### Given records
----

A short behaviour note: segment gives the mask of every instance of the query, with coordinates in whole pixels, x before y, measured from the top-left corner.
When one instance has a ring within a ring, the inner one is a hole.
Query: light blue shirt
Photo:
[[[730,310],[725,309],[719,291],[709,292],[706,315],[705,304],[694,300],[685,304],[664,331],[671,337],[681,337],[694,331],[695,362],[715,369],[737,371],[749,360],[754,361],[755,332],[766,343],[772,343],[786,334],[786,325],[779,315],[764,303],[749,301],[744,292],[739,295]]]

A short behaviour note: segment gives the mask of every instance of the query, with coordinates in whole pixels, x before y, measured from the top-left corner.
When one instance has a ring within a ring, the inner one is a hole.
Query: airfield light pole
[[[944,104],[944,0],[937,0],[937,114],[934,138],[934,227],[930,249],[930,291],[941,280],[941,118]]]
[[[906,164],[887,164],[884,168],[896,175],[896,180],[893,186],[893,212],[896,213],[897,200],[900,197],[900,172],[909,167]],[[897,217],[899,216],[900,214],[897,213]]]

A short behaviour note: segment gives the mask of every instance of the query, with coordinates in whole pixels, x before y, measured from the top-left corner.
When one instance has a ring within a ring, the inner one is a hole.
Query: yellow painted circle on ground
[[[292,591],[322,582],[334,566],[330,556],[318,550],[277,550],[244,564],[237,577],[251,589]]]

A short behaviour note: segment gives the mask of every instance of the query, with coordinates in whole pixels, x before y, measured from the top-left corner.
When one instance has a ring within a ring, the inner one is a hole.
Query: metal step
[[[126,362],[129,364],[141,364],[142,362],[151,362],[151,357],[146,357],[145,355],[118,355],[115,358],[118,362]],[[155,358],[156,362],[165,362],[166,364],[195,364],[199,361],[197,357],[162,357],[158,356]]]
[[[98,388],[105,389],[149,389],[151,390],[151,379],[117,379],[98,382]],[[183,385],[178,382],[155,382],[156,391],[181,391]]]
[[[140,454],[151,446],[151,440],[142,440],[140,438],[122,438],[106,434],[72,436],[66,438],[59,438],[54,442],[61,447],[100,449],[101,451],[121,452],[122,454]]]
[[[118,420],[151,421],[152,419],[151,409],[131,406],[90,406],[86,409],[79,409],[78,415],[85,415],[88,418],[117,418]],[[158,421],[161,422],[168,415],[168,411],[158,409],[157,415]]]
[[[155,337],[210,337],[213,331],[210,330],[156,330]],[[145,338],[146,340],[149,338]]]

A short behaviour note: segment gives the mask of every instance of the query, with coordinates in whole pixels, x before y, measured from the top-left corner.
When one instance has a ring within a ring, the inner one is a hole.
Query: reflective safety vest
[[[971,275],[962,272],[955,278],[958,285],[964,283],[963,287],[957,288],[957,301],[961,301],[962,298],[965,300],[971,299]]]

----

### Written request
Reproduce the data shown above exactly.

### Reply to the task
A short behaviour note: segment gives the mask of every instance of the query, with coordinates in whole pixels, x before y, measured from the top-left corner.
When one instance has a ring within a ring, the inner one is a hole.
Query: light blue shirt
Photo:
[[[730,310],[725,309],[719,291],[709,292],[706,315],[705,304],[694,300],[685,304],[664,331],[671,337],[681,337],[694,331],[695,362],[715,369],[737,371],[749,360],[754,361],[755,332],[766,343],[772,343],[786,334],[786,325],[779,315],[764,303],[749,301],[744,292],[739,295]]]

A short behaviour note: segment gives the mask of every instance of the query, with coordinates in whole pixels, x before y, measured from the top-left corner.
When one instance has a ring within a ring, the inner one is a hole.
Query: airfield light pole
[[[944,104],[944,0],[937,0],[937,114],[934,138],[934,227],[930,249],[930,291],[941,280],[941,118]]]
[[[906,164],[887,164],[884,168],[896,175],[896,180],[893,186],[893,212],[896,213],[897,200],[900,197],[900,172],[909,167]],[[897,217],[899,216],[900,214],[897,213]]]

A short behaviour note: segment gives the mask of every instance of the query, with coordinates in whole pixels, x before y, measured from the top-left corner.
When one instance has a ring within a ring, the inner one is a hole.
Query: yellow painted circle on ground
[[[292,591],[322,582],[334,566],[330,556],[318,550],[277,550],[244,564],[237,577],[251,589]]]

A short behaviour note: segment gives the mask of every instance of the query, with coordinates in whole pixels, x before y, measured from the top-left corner.
When one instance has a ring within a ring, the inner one is a hole.
Query: metal step
[[[126,362],[129,364],[141,364],[142,362],[151,362],[151,357],[146,357],[145,355],[118,355],[115,358],[118,362]],[[155,358],[156,362],[165,362],[166,364],[195,364],[199,361],[197,357],[162,357],[158,356]]]
[[[98,388],[105,389],[149,389],[151,390],[151,379],[117,379],[98,382]],[[183,385],[178,382],[155,382],[156,391],[181,391]]]
[[[140,454],[151,446],[151,440],[142,440],[140,438],[122,438],[106,434],[72,436],[66,438],[59,438],[54,442],[61,447],[100,449],[101,451],[121,452],[122,454]]]
[[[118,420],[151,421],[152,419],[151,409],[131,406],[90,406],[86,409],[79,409],[78,415],[85,415],[88,418],[117,418]],[[158,421],[161,422],[168,415],[168,411],[158,409],[157,415]]]
[[[155,337],[210,337],[213,331],[210,330],[156,330]],[[145,338],[146,340],[149,338]]]

A short behaviour note: segment gives the mask of every instance of the query, with coordinates in whole pixels, x before y, measured from the top-left corner.
When one instance has a ring within a ring, the inner one is a hole.
Query: reflective safety vest
[[[971,275],[962,272],[955,278],[958,285],[964,283],[963,287],[957,288],[957,301],[961,301],[962,298],[965,300],[971,299]]]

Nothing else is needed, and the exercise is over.